## Assigned task
Duplicate the passage about buying a Prius below word for word, starting at "Not quite. We" and ending at "to claim it.".

## Excerpt to read
☆ ☆ ☆ ☆ ☆

The Jew in the Prius

Back in October, I asked the kids to stay inside while my wife and I had a serious conversation on the front lawn. Later my oldest reported what he told his siblings: “They’re getting a divorce.”

Not quite. We were getting a Prius.

The last time we bought a new car was in 1994, and that workhorse Toyota Corolla was on its last wheels. Still, it was hard saying goodbye. We are both a) loyal and b) cheap. We agreed on a new Toyota, but how much did we want to spend? A new Corolla was the right price, but the Camry had room for the kids. As for the Prius, it was as roomy as the Camry and got even better mileage than the Corolla, but it was pricey.

And then there was the pressure. Gas prices soared after hurricane season, and dealers couldn’t keep the gas-electric hybrid Priuses on their lots. When we had our talk, a dealer had just called saying he had a silver Prius in stock, and we had to come down that instant to claim it.

☆ ☆ ☆ ☆ ☆

## Data section
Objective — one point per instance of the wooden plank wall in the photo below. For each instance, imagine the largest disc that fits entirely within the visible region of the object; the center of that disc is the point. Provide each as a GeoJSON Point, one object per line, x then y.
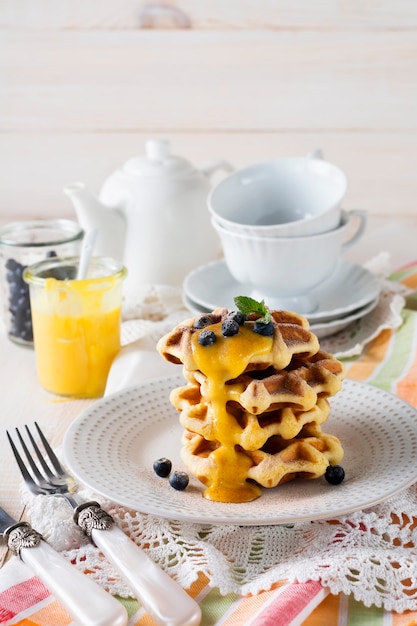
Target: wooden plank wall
{"type": "Point", "coordinates": [84, 83]}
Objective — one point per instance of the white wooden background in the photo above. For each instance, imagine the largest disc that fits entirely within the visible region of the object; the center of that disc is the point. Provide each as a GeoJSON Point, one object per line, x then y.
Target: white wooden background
{"type": "Point", "coordinates": [83, 84]}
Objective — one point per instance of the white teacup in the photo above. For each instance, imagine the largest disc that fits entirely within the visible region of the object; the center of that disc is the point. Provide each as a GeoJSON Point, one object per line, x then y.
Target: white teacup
{"type": "Point", "coordinates": [288, 197]}
{"type": "Point", "coordinates": [284, 270]}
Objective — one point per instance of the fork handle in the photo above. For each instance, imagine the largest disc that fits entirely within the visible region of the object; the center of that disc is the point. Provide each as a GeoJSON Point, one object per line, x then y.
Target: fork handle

☆ ☆ ☆ ☆ ☆

## Response to the task
Not quite. We were getting a Prius.

The last time we bought a new car was in 1994, and that workhorse Toyota Corolla was on its last wheels. Still, it was hard saying goodbye. We are both a) loyal and b) cheap. We agreed on a new Toyota, but how much did we want to spend? A new Corolla was the right price, but the Camry had room for the kids. As for the Prius, it was as roomy as the Camry and got even better mileage than the Corolla, but it was pricey.

And then there was the pressure. Gas prices soared after hurricane season, and dealers couldn’t keep the gas-electric hybrid Priuses on their lots. When we had our talk, a dealer had just called saying he had a silver Prius in stock, and we had to come down that instant to claim it.